**STATED EXERCISE:**
List every line in the records below that contains the string "house", copying each line in full. Case counts.

━━━ RECORD SET

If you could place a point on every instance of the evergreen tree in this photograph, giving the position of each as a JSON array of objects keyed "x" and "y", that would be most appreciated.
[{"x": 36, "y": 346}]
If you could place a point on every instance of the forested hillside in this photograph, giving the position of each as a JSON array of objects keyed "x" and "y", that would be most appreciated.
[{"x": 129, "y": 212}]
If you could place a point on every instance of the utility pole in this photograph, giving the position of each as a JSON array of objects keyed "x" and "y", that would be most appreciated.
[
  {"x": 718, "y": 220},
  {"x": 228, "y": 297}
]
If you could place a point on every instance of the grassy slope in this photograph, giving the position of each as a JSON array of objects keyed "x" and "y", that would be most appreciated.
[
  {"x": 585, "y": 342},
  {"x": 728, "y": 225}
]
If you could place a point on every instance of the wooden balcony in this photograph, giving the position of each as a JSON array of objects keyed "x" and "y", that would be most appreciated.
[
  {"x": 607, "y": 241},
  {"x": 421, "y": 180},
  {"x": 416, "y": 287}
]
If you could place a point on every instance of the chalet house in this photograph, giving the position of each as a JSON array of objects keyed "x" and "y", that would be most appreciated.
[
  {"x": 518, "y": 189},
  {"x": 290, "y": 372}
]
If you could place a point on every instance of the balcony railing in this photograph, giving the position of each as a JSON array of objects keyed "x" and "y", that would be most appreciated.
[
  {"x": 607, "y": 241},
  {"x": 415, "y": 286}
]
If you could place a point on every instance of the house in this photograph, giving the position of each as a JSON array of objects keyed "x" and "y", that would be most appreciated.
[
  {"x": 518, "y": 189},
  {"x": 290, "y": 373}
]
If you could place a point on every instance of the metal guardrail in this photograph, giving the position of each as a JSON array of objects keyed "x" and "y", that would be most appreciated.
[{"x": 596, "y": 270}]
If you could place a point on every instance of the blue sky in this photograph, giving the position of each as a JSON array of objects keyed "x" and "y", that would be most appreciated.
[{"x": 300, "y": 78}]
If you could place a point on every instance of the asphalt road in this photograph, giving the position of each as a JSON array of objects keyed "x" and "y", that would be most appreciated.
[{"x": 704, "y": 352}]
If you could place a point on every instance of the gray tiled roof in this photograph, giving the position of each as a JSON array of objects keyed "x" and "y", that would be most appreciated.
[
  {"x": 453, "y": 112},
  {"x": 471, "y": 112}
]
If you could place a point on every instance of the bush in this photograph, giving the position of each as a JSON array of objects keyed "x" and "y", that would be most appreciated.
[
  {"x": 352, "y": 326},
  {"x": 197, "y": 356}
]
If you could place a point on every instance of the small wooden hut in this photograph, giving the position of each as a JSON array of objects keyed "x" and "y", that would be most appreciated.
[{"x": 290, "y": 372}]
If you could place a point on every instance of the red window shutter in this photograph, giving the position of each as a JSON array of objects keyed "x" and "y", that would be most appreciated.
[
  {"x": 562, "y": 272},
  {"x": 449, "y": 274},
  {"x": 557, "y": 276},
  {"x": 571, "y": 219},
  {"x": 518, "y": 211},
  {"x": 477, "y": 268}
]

━━━━━━
━━━ RECORD SET

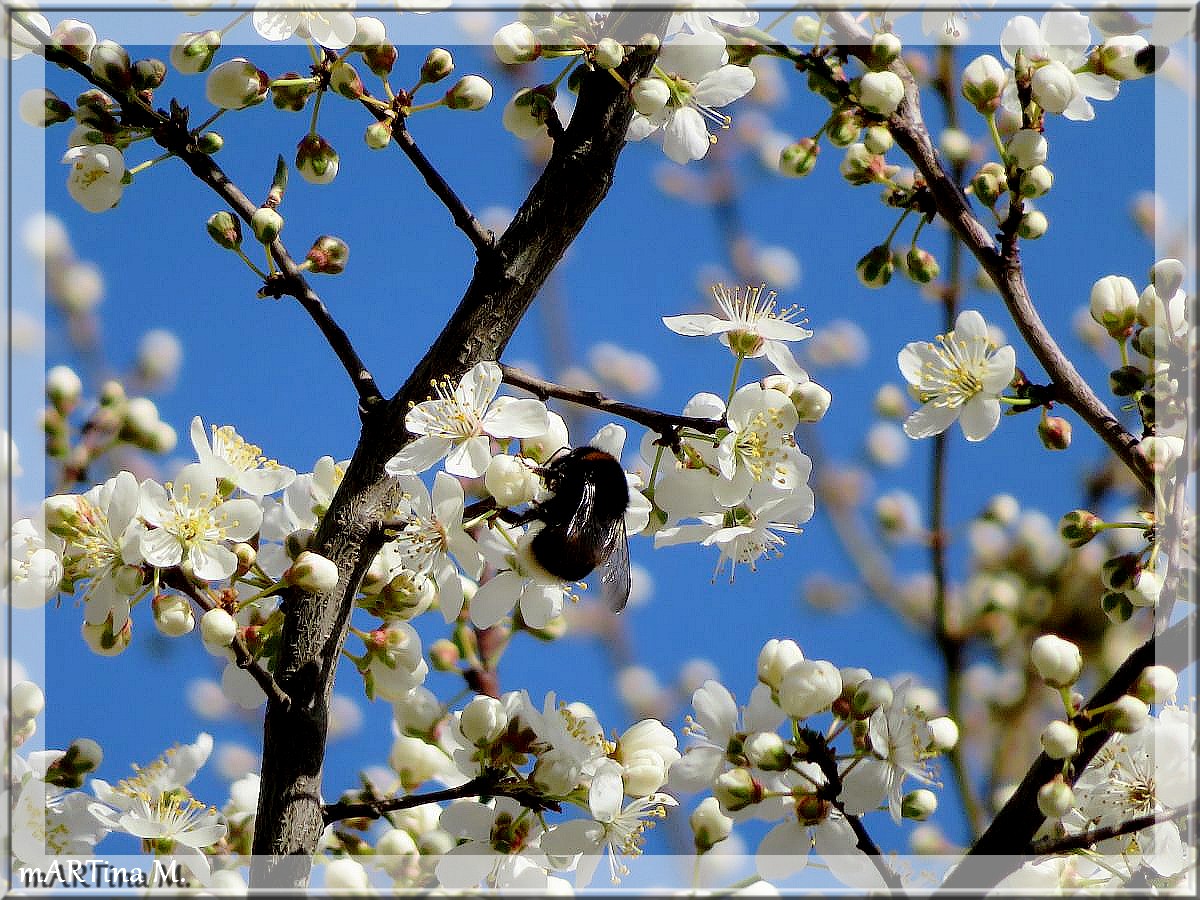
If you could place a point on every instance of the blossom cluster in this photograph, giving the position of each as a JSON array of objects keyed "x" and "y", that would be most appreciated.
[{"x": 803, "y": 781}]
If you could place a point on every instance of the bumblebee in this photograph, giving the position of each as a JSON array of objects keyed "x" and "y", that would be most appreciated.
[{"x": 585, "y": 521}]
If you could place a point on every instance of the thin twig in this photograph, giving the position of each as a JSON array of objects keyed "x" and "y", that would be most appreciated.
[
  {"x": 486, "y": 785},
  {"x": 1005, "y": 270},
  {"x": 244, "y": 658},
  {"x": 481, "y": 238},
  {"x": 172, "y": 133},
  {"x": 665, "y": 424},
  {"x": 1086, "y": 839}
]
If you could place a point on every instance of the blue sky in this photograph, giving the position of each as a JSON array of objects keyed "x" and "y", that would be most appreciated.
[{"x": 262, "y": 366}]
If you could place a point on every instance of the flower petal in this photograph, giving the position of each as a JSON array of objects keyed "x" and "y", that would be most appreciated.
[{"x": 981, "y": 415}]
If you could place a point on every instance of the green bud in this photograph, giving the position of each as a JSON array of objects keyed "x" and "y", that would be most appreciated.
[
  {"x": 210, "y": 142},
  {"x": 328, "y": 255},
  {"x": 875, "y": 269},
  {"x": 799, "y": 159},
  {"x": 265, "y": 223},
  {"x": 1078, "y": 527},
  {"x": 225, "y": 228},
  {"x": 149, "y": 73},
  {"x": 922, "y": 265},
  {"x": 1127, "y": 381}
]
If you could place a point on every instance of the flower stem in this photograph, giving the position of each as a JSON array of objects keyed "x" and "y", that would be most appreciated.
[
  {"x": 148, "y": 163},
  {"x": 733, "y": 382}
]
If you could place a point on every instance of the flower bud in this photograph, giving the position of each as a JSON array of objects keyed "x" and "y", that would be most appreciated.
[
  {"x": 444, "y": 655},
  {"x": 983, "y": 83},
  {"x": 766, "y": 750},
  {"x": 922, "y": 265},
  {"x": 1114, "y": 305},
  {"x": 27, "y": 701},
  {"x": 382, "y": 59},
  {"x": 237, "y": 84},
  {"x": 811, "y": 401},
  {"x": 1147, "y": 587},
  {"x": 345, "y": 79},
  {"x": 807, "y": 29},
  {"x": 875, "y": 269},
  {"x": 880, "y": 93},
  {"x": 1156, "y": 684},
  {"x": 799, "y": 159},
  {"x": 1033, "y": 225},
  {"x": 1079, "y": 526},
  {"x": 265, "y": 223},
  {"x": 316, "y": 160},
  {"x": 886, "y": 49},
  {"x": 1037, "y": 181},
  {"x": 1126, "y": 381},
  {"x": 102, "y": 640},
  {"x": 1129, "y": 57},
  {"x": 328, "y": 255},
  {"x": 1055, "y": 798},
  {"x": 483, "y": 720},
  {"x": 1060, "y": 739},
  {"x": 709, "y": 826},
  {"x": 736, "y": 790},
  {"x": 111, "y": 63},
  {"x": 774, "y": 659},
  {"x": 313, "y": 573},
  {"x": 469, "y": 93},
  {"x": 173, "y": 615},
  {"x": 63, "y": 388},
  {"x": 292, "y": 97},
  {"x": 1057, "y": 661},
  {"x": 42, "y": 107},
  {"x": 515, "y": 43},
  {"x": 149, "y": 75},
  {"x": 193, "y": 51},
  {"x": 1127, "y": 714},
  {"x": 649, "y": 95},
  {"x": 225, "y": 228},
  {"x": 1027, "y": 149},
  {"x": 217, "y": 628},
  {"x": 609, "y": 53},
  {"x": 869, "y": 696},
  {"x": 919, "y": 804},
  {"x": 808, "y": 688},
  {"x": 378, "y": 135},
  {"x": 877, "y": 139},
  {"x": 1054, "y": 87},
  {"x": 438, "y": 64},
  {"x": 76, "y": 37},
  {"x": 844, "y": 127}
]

━━━━━━

**THE REPLY:**
If you could place a point on every instance of the chalet house in this photograph, giving the position of each as a JSON array of objects keyed "x" and "y", that would be most appreciated.
If you could place a point on every instance of the house in this photograph, giving the position of each as a JSON array of objects keyed "x" and "y", that would be most appreciated.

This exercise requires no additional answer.